→ WHAT IS EXPECTED: Below are some records; retype all of them exactly.

→ TASK INPUTS:
--*--

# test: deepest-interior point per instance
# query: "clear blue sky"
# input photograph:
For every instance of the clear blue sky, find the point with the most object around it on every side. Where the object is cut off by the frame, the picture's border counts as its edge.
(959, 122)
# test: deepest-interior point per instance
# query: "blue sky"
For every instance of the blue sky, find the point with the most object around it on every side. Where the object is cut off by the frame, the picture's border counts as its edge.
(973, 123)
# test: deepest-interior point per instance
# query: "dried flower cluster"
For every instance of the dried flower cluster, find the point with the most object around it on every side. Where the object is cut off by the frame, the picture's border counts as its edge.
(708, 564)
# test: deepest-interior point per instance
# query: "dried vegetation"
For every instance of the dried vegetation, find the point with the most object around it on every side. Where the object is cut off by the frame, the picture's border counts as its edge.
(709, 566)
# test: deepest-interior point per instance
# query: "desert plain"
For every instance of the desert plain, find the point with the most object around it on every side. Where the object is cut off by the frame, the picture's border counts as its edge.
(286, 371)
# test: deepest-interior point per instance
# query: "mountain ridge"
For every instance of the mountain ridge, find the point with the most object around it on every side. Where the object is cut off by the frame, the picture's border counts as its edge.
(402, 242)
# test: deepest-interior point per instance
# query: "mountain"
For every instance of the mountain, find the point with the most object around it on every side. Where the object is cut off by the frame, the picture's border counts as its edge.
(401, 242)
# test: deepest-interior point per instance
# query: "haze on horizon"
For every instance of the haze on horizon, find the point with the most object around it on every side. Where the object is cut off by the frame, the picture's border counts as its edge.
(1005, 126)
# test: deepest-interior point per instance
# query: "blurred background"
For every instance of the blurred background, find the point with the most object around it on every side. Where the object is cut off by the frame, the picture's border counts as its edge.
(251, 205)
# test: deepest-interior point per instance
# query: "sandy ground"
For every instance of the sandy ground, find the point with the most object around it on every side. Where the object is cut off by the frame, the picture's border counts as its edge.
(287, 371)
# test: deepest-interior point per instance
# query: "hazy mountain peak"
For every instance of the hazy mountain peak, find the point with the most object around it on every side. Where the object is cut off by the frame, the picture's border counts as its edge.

--*--

→ RESPONSE TO THE TASK:
# test: deepest-interior point per instance
# query: "clear blue sky"
# input photograph:
For every instance of the clear blue sky, find the point with the most object around it on every side. Where the object is cut off by the frame, the picture's border counts as its edge.
(959, 122)
# test: deepest-interior point per instance
# query: "blue sky"
For every instance of the blue sky, find the point with the most object around it on every side. Where the object is cut off by the frame, the picture's border counts as its edge.
(973, 123)
# test: deepest-interior point per instance
# query: "dried flower cluster"
For every instance of the dried flower cluster, find the point with the most object around it on every side. Where the object is cut off by the frame, the picture's border counts as its edge.
(708, 564)
# test: deepest-interior point per instance
# query: "dried vegetation"
For every instance of the dried vegetation, find the point with the most object around it on every side. Where the object is cut off by the frame, the picture's border counts as its edge.
(709, 566)
# test: deepest-interior point per instance
# query: "desert plain"
For every instance of the desert plain, find the point with the most object around it on every side. Where the object is cut off by the frame, the picture's border counts as its edge.
(286, 371)
# test: deepest-interior point per instance
# query: "mountain ridge"
For every instance of the mountain ridge, find the point with the most object around it on every side. Where the object is cut off by the frame, the picture's border counts as its edge.
(402, 242)
# test: deepest-interior point per instance
# query: "mountain"
For every instance of the mountain, find the point with the most object around it on every side. Where the object is cut off by the frame, the picture's border counts as its edge.
(401, 242)
# test: deepest-interior point per instance
# query: "haze on horizon"
For every instance of the haze on horizon, find the point with the most object around it on every side. Where the object is cut off by the frame, the picture's border counts as its edge.
(1005, 126)
# test: deepest-interior point per instance
# query: "blurred background"
For every instance of the blurred background, find the point with the most object around it on every side. Where the object is cut off by the frame, the picture's border counts as its edge.
(251, 205)
# test: deepest-interior point per instance
# query: "sandy ground"
For every instance of the sandy ground, find the point with the most object around it on every side. Where the object is cut off by the frame, the picture's border counts as its edge.
(287, 371)
# test: deepest-interior point per instance
# query: "hazy mountain peak"
For every instance of the hazy mountain peak, find the point with the most object around it on every side. Where the object is cut off by the frame, the picture's border counts as its edge.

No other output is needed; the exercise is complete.